Turn the part of the data that opens with the line containing "Target: flamingo head" and runs to the end of the data into a JSON list of strings, one string per line, leaving out blank lines.

* BEGIN Records for processing *

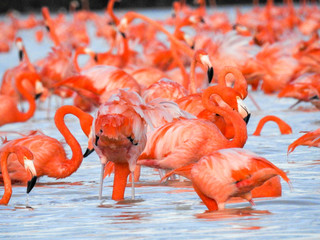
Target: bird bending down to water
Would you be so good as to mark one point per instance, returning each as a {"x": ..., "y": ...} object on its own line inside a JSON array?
[
  {"x": 227, "y": 173},
  {"x": 120, "y": 133},
  {"x": 25, "y": 158},
  {"x": 311, "y": 139}
]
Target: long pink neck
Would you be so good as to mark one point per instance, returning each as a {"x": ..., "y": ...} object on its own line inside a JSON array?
[
  {"x": 26, "y": 58},
  {"x": 283, "y": 126},
  {"x": 111, "y": 13},
  {"x": 184, "y": 73},
  {"x": 240, "y": 128},
  {"x": 69, "y": 165},
  {"x": 25, "y": 93},
  {"x": 6, "y": 179},
  {"x": 5, "y": 152}
]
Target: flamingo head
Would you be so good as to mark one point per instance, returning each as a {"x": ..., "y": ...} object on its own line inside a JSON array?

* END Records for processing *

### Exercise result:
[
  "Target: flamingo head",
  "Would you be so good as to mark one point per instance, returning each as a {\"x\": ..., \"y\": ...} object on its own line inside a JSON array?"
]